* TASKS FOR THIS EXERCISE *
- 1) In the text on plot design, how do R and Veusz differ in the way they are operated?
- 2) Pick up the text on plot design after its final sentence and carry it forward.

* READING TEXT *
:::

The art of data presentation is an essential skill for conservationists and ecologists. A well-designed plot draws attention to the relationship, trend or other information being presented rather than to peripheral information. A poorly designed plot confuses, and obfuscates the purpose.
In this chapter we demonstrate how failure to structure your graphics results in obfuscation of a plot’s purpose, introduce the plotting software Veusz and ggplot2, and provide case studies of plot design, including a video tutorial using Veusz.
Figure 62: In Shaanxi Province, China, the numbers of (a) newly licensed Chinese giant salamander farms and (b) salamander hatchlings produced during 2004–2012. This is a modified version of Figure 2 from Cunningham et al. (2016).
There is more than one way to draft a plot. This variation (Figure 62) on Figure 2 from Cunningham et al. (2016) illustrates the effects of a range of questionable design decisions—all of which can be commonly seen in the scientific literature—and how they obfuscate the plot’s purpose. These decisions compromise several of our principles for good design.
Different symbol and line types for the two variables This obfuscates the plot’s purpose and compromises simplicity by introducing unnecessary complexity (use of separate figure parts identifies the two variables, and therefore different symbols and line types are unwarranted).
Axis labels emphasized with bold This introduces an unnecessary hierarchy in the text, drawing attention to elements of peripheral rather than principal interest.
Vertical orientation of horizontal axis tick mark labels Legibility is compromised by reducing font size unnecessarily (there is room to accommodate the x-axis tick mark labels horizontally at the same font size as the other elements), and the labels are difficult to read in vertical orientation (there is room to orient them horizontally or at an angle).
Absence of text indicating subjects of parts (a) and (b) This compromises communication of the figure’s purpose and accessibility, requiring the viewer to read the caption to know what is in each part.
Unnecessary labelling of horizontal axis in part (a), and labels above plots The figure appears cluttered, compromising good composition. As the horizontal axes of the two parts are identical the tick labels and axis label of part (a) are redundant (without them the plots could be moved closer together), and placing the labels for each part above rather than within the plots requires more page space.
Spreadsheets, although useful for data entry, do not facilitate the detailed manipulation required for scientific data plots and do not export graphics in formats (such as SVG) suitable for high quality publication. There is a plethora of free software available for scientific data plotting, of which we have found that R with RStudio and Veusz both produce good quality publication-ready graphics. These two tools work in fundamentally different ways, R being command-line driven and Veusz being mouse-driven.
R is an environment for statistics and graphics. There are several ways to run R, but the most convenient way is probably with RStudio. Within R there are several plotting systems, of which the ggplot2 package is popular because of its consistency and because its use can be integrated with data analysis as part of the Tidyverse collection of packages (of which ggplot2 is a part).

:::

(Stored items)
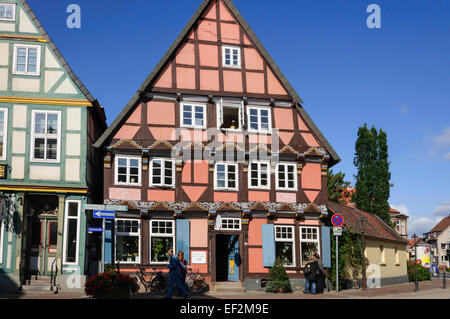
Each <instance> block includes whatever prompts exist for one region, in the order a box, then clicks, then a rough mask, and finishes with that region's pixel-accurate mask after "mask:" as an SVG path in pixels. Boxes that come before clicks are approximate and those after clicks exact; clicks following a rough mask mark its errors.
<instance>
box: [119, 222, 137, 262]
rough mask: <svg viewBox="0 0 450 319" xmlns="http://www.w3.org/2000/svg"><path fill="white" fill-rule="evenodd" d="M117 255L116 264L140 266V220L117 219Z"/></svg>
mask: <svg viewBox="0 0 450 319" xmlns="http://www.w3.org/2000/svg"><path fill="white" fill-rule="evenodd" d="M115 227H116V229H115V230H116V231H115V234H116V236H115V245H114V247H115V253H114V256H115V257H114V258H115V261H116V263H123V264H139V263H140V262H141V257H140V242H141V221H140V220H139V219H127V218H117V219H116V220H115Z"/></svg>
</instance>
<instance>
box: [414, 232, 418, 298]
mask: <svg viewBox="0 0 450 319" xmlns="http://www.w3.org/2000/svg"><path fill="white" fill-rule="evenodd" d="M413 238H414V251H415V252H414V255H415V258H414V259H415V263H416V286H415V288H414V291H415V292H419V280H418V277H417V273H418V271H417V236H416V234H414V235H413Z"/></svg>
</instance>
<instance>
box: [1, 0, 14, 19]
mask: <svg viewBox="0 0 450 319" xmlns="http://www.w3.org/2000/svg"><path fill="white" fill-rule="evenodd" d="M15 18H16V6H15V5H14V4H12V3H0V20H7V21H14V20H15Z"/></svg>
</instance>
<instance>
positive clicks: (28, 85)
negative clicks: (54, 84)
mask: <svg viewBox="0 0 450 319" xmlns="http://www.w3.org/2000/svg"><path fill="white" fill-rule="evenodd" d="M40 84H41V83H40V79H23V78H13V87H12V89H13V91H24V92H39V89H40V86H41V85H40Z"/></svg>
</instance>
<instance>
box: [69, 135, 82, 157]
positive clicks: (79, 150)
mask: <svg viewBox="0 0 450 319" xmlns="http://www.w3.org/2000/svg"><path fill="white" fill-rule="evenodd" d="M80 143H81V135H80V134H67V135H66V154H67V155H72V156H79V155H80V149H81V145H80Z"/></svg>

:::

* OUTPUTS IN ORDER *
- 1) R is command-line driven, while Veusz is mouse-driven.

- 2)
Run these commands to install ggplot2 in R. To run this and other R code in this chapter, copy and paste the R code into a new R script file in RStudio. You can then re-purpose the code to suit your own requirements.
# Install and use all Tidyverse packages
# Unncomment (i.e. remove '#') the next line only if the tidyverse pacakge is not already installed
# install.packages("tidyverse")
library(tidyverse)
# Alternatively, install and use only the ggplot2 package
# Unncomment the next line only if ggplot2 is not already installed
# install.packages("ggplot2")
library(ggplot2)
There is much help available for using R and ggplot2. We have found the following particularly useful:
R for Data Science is a good beginning; it includes an introductory chapter to ggplot2
Cookbook for R provides recipes for common tasks in data analysis, including a chapter on using ggplot2
Data Visualization with ggplot2 is a Cheat Sheet that summarizes the packages’ functionality
r-statistics.co is an educational resource for R that includes tutorials for ggplot2 and extensive examples
BBC Visual and Data Journalim cookbook for R graphics is an R package and cookbook for creating publication-ready graphics in the BBC in-house style
If you want to produce only one or a few plot figures, and are unfamiliar with R, Veusz is a good option. It is designed specifically for the production of publication-ready data plots.
The Veusz help system includes a tutorial and example documents that illustrate the construction of a range of plot types. Plot study 1 includes a video introduction to using Veusz.
The following plot studies illustrate the design of a range of plot types, each of which presents a particular type of data. The design of these figures avoids obfuscation of the respective purposes by adhering to our design principles, including that of accessibility—being interpretable in greyscale without requiring modification.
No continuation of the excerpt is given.